_Problem to work on_. Rewrite the material below with "lifebuoy" replaced by "life ring" and everything else left unchanged.

_Dataset records_.
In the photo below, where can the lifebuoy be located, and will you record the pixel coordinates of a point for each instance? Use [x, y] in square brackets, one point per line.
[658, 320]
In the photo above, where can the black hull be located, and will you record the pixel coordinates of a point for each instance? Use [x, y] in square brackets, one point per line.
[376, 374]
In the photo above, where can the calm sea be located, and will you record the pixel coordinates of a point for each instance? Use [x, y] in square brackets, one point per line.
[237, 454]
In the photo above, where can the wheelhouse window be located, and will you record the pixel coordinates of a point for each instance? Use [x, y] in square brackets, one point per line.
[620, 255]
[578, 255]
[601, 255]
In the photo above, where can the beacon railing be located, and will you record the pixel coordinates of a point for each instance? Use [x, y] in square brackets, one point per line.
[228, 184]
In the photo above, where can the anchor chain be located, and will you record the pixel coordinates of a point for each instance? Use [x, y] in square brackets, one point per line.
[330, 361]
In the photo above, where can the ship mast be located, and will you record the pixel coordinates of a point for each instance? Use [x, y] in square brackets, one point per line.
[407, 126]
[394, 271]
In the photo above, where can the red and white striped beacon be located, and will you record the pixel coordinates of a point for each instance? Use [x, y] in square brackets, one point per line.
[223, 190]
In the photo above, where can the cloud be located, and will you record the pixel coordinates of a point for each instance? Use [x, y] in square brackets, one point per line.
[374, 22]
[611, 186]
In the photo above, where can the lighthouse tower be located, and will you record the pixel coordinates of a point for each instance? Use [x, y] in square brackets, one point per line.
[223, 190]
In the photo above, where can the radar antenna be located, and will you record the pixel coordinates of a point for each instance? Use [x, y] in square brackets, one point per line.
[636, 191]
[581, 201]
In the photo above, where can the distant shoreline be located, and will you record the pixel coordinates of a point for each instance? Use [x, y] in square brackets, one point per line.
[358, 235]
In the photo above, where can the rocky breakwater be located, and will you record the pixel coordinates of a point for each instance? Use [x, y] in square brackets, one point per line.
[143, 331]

_Answer to the exercise_.
In the photo below, where can the life ring be located, and will you record the pixel coordinates of a point for each instance? Use [x, y] in square brackets, one point per line.
[658, 320]
In the photo above, where can the black hull be located, and will you record the pixel coordinates of a point for each instance? Use [x, y] in square brackets, one point per line.
[376, 374]
In the photo above, where can the calm sea be located, and will you record the pixel coordinates of a point for each instance? Use [x, y] in square brackets, one point per line.
[237, 454]
In the photo above, where can the wheelhouse window be located, and will you record the pixel coordinates of a point for each instance? Use [x, y] in square brackets, one point per line.
[620, 255]
[578, 255]
[601, 255]
In the photo above, where can the beacon railing be located, and will you record the pixel coordinates of a point for each instance? Use [x, y] in square brackets, one point per line.
[228, 184]
In the photo above, where can the anchor chain be located, and will you record the pixel coordinates of a point for each instance? Use [x, y] in square brackets, one point per line.
[330, 361]
In the photo above, where can the ship mast be located, and will you record the pixel coordinates of a point for each instance? Use [x, y] in square brackets, one point per line.
[407, 126]
[394, 271]
In the photo above, where can the red and white striped beacon be located, and will you record the pixel coordinates of a point for each instance? Use [x, y] in square brackets, one point per line.
[223, 190]
In the photo above, where can the cloud be located, and will you record the pixel coordinates of a point for each instance? Use [x, y] in square brackets, one point per line.
[374, 22]
[611, 186]
In the photo above, where can the lighthouse tower be located, and will you record the pixel coordinates of a point for each instance? Use [x, y] in square brackets, one point per line.
[223, 190]
In the photo above, where can the radar antenna be located, and will you record the pixel coordinates of a point for each instance? Use [x, y] in square brackets, one point per line.
[636, 191]
[581, 201]
In the photo above, where can the distant shoreline be located, and will you record the pixel coordinates of a point for each instance? Use [x, y] in square brackets, one point per line.
[358, 235]
In the photo above, where can the rocky breakwater be located, and will you record the pixel coordinates of a point for each instance? Use [x, y] in square brackets, one point per line.
[143, 331]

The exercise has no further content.